**Stated goal**
Filter the entries below and copy out each line that contains the string "wicker". Case counts, so a line matches only if its letters agree in case.

**Available records**

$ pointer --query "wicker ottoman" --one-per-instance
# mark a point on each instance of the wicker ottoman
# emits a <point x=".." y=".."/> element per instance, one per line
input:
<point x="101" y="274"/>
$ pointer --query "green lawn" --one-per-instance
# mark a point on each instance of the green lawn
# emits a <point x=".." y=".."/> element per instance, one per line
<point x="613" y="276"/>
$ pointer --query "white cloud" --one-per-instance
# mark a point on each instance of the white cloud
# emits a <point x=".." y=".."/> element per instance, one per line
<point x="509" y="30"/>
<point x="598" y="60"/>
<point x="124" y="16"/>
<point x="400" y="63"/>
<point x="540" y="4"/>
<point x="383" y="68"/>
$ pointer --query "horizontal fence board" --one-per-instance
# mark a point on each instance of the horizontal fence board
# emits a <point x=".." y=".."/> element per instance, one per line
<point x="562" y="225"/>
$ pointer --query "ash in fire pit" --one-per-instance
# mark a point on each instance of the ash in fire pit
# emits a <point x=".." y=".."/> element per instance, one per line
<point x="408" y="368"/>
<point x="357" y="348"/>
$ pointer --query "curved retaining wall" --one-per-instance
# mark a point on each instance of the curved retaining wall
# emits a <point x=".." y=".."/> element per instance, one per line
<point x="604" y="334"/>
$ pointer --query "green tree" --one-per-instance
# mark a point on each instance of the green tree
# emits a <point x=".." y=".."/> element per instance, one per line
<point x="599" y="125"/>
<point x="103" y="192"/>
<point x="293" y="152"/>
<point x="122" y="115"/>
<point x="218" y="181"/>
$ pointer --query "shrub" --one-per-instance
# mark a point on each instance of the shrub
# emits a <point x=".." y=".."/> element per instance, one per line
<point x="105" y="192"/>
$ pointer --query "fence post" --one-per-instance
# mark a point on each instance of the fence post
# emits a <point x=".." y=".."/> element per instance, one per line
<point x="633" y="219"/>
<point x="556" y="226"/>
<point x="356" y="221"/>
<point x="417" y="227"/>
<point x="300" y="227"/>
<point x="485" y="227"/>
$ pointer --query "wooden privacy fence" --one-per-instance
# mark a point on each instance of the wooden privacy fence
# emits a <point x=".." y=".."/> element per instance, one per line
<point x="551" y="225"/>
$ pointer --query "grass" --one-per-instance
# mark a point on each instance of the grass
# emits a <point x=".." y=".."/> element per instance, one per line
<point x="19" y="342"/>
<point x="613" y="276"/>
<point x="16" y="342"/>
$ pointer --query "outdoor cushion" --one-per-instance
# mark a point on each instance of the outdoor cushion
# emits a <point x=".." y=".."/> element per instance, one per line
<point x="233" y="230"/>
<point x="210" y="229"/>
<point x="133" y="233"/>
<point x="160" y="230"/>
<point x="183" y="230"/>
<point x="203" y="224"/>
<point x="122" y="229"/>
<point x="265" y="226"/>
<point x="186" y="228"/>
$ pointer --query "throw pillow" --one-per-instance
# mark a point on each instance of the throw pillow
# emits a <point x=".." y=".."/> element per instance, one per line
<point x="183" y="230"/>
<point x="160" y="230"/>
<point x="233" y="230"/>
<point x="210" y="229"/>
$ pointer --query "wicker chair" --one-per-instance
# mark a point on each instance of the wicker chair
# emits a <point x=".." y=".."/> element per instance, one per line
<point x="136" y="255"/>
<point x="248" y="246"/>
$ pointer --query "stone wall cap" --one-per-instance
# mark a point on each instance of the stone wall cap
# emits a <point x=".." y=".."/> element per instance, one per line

**Answer for the task**
$ pointer --query "wicker ottoman" --one-per-instance
# mark a point on each instance of the wicker ottoman
$ pointer --query "wicker chair" --one-per-instance
# mark a point on each instance of the wicker chair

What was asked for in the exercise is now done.